- **Task to complete**: Can you reproduce verbatim every line of the rows, from the very start down through the line containing "357L855 375L874 395L900", with both ends included?

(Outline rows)
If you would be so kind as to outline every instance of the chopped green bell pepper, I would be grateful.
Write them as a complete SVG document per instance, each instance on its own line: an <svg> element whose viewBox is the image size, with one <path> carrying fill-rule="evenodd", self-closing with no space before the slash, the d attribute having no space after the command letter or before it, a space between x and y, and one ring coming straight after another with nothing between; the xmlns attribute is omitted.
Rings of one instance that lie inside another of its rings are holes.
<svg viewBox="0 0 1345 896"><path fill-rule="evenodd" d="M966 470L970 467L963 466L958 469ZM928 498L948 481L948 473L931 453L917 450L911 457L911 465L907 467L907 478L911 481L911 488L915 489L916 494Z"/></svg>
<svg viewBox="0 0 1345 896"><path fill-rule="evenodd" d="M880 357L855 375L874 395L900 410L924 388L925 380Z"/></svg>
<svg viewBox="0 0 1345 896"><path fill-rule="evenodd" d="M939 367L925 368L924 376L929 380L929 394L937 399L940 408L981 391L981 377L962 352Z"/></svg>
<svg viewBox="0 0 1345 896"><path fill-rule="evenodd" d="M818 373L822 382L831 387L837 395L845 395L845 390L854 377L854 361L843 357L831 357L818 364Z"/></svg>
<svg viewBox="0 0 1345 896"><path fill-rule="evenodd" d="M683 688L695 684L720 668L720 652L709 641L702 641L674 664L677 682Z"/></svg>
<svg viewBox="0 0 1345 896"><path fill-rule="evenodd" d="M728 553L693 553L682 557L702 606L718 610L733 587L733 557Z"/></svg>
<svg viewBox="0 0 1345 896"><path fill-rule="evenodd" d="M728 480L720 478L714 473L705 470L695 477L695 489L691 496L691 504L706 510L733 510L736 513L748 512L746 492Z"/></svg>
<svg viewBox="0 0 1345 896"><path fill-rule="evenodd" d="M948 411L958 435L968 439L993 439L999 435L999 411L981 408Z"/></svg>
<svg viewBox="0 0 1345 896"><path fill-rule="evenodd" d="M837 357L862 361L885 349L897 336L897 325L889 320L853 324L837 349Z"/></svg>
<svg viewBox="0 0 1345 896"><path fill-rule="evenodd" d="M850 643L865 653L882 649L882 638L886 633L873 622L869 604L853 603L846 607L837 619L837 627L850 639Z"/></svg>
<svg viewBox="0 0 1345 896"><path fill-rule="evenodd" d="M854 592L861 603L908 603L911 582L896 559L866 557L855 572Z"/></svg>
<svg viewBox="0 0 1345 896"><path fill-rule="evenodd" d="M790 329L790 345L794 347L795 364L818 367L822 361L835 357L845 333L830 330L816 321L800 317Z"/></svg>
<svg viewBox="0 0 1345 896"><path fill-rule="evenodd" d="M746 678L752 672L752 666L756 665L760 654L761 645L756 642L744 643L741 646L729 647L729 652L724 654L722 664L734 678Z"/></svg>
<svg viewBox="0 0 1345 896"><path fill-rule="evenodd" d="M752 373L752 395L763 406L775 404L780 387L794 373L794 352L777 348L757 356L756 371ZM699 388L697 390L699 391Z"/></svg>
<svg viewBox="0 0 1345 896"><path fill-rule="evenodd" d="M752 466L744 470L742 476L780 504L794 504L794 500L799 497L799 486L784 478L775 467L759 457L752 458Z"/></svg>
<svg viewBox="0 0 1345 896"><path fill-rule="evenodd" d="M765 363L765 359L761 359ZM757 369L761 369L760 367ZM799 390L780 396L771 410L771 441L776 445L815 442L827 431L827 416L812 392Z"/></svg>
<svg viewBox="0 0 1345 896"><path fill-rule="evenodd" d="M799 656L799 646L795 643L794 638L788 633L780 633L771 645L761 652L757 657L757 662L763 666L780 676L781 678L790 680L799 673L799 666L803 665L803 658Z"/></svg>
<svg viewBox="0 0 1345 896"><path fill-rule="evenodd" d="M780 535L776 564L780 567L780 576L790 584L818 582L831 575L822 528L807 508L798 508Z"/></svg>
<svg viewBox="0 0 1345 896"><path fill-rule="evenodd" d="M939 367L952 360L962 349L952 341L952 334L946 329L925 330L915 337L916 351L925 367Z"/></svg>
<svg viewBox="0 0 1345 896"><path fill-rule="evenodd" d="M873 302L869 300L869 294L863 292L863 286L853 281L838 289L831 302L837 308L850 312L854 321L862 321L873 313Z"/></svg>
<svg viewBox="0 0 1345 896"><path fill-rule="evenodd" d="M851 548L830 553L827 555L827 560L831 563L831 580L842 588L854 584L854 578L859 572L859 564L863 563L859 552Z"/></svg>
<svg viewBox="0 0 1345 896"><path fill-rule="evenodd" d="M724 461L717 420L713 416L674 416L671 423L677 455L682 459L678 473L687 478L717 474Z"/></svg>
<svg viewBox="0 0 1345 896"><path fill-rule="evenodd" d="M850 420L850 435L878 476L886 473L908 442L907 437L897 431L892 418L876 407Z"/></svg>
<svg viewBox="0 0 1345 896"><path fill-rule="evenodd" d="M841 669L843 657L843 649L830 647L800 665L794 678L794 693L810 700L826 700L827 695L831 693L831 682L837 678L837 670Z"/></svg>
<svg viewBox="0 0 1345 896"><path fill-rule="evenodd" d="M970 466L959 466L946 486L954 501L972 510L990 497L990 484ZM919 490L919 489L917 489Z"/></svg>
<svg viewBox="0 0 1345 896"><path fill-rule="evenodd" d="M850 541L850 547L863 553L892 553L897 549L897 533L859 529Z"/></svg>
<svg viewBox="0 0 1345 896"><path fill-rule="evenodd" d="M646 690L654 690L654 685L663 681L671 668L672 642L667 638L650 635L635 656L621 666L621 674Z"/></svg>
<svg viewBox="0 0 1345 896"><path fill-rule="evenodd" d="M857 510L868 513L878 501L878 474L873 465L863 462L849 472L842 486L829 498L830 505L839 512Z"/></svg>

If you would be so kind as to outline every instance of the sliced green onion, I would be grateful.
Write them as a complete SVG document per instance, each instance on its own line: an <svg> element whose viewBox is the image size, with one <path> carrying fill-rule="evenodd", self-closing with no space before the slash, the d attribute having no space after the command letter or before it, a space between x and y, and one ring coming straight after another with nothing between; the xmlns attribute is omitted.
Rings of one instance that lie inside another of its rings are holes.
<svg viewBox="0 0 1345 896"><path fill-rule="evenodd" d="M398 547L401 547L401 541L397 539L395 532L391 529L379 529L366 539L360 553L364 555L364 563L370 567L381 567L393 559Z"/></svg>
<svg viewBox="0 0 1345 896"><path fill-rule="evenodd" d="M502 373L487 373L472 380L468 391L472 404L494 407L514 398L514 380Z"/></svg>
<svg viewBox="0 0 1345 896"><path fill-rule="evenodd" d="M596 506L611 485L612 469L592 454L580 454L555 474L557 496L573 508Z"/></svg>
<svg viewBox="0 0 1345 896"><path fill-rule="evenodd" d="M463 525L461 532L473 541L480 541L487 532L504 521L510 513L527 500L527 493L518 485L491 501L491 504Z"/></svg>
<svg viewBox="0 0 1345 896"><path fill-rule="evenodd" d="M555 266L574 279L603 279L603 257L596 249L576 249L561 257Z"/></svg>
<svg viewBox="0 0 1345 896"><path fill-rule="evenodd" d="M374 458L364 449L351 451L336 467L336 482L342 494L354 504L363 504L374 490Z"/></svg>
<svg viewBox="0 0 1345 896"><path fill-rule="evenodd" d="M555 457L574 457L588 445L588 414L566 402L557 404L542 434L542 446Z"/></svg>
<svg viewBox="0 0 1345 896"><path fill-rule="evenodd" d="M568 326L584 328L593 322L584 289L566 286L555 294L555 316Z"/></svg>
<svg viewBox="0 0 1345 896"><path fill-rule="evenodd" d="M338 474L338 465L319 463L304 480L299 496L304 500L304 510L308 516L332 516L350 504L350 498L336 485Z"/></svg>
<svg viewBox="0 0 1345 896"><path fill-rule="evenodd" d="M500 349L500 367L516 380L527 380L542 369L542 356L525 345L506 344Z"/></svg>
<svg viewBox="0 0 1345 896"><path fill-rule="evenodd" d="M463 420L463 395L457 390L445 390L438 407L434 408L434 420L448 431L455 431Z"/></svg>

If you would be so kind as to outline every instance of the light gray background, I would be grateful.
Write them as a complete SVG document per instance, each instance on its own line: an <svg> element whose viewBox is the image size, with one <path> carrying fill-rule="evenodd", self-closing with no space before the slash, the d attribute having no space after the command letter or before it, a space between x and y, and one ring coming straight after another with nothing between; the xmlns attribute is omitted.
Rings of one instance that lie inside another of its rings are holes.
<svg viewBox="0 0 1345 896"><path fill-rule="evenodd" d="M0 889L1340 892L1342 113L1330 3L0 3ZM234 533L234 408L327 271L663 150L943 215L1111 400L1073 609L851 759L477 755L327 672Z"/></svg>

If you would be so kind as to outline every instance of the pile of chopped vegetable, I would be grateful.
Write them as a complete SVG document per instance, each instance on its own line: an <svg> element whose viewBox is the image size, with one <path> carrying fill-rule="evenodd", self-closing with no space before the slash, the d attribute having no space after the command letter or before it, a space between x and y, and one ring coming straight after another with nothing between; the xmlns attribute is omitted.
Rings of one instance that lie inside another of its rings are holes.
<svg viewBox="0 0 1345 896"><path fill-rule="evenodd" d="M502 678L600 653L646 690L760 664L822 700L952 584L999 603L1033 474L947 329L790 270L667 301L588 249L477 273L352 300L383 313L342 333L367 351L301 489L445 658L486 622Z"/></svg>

- **Written answer**:
If you would be so kind as to outline every instance of the chopped green bell pepper, I would be grateful.
Write them as a complete SVG document per instance, each instance on its own line: an <svg> element whose viewBox is the image size, with one <path> carrying fill-rule="evenodd", self-closing with no space before the slash, the d attribute having no space after the command letter or before it, a space between x and y, and one ring coming straight after another with nothing between; the xmlns attribute is omitted.
Rings of one instance that lie inside another of its rings are holes.
<svg viewBox="0 0 1345 896"><path fill-rule="evenodd" d="M966 470L970 467L963 466L958 469ZM928 498L948 481L948 473L931 453L917 450L911 457L911 465L907 467L907 478L911 481L911 488L915 489L916 494Z"/></svg>
<svg viewBox="0 0 1345 896"><path fill-rule="evenodd" d="M880 357L855 375L874 395L900 410L924 388L925 380Z"/></svg>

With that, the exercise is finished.